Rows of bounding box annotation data
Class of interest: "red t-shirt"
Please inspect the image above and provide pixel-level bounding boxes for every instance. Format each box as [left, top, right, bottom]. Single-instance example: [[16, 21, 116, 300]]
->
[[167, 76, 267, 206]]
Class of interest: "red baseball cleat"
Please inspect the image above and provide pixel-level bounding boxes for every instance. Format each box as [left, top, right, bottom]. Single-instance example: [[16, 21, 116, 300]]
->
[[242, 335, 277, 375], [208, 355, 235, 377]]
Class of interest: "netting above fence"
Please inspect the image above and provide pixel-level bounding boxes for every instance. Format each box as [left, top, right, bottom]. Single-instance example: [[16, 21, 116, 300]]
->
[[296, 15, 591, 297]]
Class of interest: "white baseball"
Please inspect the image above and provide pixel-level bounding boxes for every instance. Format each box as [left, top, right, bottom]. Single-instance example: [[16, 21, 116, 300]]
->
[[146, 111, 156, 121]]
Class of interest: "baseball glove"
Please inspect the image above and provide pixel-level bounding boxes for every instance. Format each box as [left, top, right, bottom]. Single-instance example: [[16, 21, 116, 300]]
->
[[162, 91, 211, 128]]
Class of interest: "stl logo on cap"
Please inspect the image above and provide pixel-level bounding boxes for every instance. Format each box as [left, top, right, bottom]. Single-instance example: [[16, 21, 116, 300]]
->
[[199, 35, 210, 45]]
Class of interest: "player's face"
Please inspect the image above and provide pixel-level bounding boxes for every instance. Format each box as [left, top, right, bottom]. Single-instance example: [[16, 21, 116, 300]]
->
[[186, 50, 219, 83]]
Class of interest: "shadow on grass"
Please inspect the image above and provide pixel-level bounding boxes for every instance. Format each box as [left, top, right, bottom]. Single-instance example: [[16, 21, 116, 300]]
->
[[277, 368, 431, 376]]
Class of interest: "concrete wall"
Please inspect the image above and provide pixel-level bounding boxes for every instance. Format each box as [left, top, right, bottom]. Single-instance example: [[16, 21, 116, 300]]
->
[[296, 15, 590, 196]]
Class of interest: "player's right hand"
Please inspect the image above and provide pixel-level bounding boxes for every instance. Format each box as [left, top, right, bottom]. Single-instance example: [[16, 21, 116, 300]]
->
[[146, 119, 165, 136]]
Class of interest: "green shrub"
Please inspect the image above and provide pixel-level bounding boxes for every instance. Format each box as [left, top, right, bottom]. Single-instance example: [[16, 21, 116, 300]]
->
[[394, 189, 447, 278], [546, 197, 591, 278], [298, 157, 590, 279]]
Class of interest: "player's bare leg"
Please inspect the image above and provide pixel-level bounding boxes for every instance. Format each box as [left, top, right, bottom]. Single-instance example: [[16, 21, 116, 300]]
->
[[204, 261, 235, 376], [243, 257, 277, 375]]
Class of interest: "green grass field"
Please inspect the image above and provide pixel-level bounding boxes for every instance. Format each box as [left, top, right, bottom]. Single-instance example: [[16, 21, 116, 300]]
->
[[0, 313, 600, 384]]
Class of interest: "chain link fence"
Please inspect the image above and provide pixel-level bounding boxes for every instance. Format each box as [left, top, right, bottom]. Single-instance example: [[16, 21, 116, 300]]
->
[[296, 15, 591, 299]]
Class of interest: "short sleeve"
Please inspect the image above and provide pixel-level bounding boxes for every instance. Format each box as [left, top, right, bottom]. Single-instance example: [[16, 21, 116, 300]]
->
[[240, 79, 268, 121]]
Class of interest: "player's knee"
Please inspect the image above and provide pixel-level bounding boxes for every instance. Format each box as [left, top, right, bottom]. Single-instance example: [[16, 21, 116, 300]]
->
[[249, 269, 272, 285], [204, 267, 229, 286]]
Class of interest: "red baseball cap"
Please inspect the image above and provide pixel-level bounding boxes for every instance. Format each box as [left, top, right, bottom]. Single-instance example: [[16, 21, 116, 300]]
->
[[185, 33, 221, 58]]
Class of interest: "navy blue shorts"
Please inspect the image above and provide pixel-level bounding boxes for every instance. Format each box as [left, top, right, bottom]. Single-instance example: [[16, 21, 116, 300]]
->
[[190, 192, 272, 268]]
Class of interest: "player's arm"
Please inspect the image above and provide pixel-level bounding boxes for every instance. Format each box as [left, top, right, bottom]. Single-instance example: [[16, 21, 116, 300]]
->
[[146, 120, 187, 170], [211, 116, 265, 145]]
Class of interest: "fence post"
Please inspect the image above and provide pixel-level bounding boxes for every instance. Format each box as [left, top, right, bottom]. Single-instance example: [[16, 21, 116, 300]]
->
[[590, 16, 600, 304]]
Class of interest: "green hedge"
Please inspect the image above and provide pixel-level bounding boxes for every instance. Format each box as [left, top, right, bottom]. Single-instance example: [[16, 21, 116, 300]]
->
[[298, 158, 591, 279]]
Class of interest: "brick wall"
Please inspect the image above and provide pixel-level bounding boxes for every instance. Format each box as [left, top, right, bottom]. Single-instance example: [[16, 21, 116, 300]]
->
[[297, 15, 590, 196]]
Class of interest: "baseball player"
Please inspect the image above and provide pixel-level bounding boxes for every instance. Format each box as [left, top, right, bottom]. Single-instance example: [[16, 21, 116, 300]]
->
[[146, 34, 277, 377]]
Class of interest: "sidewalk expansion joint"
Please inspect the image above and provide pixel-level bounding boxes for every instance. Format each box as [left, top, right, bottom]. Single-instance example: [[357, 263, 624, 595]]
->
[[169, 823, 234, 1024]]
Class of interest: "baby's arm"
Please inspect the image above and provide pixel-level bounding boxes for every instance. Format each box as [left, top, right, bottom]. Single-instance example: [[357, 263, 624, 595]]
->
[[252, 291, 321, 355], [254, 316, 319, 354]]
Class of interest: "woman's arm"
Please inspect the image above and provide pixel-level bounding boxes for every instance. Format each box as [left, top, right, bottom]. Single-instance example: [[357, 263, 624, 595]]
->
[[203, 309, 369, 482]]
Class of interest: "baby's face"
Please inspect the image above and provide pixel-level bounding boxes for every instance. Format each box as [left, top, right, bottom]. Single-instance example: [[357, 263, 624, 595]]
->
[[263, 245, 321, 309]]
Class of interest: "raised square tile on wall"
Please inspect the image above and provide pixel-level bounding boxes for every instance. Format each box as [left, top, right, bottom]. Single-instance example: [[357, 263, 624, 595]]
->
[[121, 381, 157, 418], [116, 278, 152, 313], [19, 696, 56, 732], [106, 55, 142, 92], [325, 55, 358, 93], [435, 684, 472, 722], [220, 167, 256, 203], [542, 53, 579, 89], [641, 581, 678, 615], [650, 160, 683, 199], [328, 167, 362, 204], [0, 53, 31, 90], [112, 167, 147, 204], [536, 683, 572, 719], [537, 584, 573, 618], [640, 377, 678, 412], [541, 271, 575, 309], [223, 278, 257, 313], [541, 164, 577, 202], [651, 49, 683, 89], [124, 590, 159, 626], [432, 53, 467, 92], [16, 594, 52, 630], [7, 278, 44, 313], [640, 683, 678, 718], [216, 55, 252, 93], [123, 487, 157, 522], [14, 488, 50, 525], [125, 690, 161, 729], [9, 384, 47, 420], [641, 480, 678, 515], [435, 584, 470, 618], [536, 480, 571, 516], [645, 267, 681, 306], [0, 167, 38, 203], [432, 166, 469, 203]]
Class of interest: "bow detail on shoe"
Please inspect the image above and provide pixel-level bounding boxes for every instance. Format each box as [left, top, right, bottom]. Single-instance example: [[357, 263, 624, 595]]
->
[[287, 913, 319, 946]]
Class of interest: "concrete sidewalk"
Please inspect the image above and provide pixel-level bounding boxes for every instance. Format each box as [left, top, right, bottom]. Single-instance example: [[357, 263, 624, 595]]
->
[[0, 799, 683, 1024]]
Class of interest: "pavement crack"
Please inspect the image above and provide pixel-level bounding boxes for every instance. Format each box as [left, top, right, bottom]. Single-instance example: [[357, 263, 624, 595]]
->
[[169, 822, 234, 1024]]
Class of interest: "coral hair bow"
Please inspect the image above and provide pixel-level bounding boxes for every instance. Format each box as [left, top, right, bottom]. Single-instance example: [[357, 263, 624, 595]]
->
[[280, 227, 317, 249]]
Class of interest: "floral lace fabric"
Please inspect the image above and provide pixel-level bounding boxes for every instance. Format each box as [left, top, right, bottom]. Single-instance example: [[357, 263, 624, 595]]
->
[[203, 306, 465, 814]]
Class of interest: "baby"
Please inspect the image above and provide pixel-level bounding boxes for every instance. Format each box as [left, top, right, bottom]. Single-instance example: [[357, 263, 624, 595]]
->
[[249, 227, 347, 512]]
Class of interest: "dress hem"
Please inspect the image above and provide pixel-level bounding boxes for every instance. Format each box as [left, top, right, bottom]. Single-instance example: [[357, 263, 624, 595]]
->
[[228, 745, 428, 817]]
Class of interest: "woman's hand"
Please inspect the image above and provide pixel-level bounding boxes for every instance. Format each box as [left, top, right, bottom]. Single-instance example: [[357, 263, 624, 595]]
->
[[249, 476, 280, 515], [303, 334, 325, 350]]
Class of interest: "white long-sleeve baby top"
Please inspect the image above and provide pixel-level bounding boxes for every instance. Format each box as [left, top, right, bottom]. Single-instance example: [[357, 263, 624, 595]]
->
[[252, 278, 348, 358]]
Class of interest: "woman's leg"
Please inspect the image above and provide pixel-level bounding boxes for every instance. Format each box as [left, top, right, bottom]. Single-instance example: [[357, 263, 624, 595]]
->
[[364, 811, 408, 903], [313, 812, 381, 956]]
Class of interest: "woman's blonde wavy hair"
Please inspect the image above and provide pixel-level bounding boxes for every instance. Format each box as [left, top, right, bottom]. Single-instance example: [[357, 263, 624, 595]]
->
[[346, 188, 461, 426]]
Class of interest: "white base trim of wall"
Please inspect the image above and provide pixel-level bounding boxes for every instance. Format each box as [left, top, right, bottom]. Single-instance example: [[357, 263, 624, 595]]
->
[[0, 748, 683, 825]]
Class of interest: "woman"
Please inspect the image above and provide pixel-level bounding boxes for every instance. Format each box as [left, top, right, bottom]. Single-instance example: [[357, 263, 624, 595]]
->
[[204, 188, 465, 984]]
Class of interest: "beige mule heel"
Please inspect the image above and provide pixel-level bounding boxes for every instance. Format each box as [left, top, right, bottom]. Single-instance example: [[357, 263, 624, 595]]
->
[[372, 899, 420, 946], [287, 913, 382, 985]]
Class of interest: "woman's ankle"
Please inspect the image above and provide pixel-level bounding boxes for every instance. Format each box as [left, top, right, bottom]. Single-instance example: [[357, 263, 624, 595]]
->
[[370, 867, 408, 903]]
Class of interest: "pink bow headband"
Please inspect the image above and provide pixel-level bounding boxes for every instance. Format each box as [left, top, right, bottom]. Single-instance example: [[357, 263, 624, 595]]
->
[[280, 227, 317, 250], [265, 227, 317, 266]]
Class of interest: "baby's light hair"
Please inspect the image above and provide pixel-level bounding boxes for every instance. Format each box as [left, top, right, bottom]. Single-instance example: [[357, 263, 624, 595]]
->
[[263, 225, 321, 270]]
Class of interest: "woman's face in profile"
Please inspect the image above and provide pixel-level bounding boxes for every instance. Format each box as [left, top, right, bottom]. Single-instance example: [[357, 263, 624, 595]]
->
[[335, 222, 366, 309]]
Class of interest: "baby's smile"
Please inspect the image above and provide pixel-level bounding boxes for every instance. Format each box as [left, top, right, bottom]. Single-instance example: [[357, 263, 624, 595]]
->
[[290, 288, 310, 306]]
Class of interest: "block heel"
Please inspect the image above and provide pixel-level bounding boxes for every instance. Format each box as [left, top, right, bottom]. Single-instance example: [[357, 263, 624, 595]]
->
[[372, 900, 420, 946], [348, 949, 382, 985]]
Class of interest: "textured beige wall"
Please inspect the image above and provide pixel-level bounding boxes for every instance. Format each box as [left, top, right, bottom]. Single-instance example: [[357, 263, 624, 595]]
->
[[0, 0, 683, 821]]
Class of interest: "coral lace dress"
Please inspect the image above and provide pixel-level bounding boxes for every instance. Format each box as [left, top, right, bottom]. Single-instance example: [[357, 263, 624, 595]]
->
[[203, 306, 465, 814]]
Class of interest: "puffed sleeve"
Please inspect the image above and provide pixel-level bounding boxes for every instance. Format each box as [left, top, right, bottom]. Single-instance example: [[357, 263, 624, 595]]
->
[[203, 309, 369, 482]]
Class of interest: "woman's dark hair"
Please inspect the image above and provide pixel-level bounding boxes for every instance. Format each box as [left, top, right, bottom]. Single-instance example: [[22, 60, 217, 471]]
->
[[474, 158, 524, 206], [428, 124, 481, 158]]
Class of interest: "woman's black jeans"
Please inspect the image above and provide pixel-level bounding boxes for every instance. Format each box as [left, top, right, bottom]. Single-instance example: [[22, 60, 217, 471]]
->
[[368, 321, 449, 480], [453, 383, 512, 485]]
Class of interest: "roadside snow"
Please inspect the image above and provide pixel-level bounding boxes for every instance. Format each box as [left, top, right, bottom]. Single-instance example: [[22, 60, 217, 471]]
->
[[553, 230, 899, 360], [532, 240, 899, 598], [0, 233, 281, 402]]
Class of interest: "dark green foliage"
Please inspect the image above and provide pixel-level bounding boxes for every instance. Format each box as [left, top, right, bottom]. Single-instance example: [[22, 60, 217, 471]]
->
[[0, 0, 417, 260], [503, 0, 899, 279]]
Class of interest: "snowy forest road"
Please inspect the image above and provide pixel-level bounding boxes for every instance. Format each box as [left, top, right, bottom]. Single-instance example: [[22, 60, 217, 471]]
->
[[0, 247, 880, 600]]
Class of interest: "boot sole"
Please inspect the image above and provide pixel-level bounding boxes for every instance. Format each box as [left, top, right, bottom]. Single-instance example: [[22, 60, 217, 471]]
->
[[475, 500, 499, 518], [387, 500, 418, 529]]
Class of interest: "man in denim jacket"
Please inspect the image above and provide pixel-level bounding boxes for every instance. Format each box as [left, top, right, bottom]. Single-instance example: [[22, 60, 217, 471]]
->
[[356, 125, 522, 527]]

Exercise requirements:
State how many lines in the listing contain the string "dress", treating uppercase and lowercase as different. Reply with the number only.

Exercise result:
2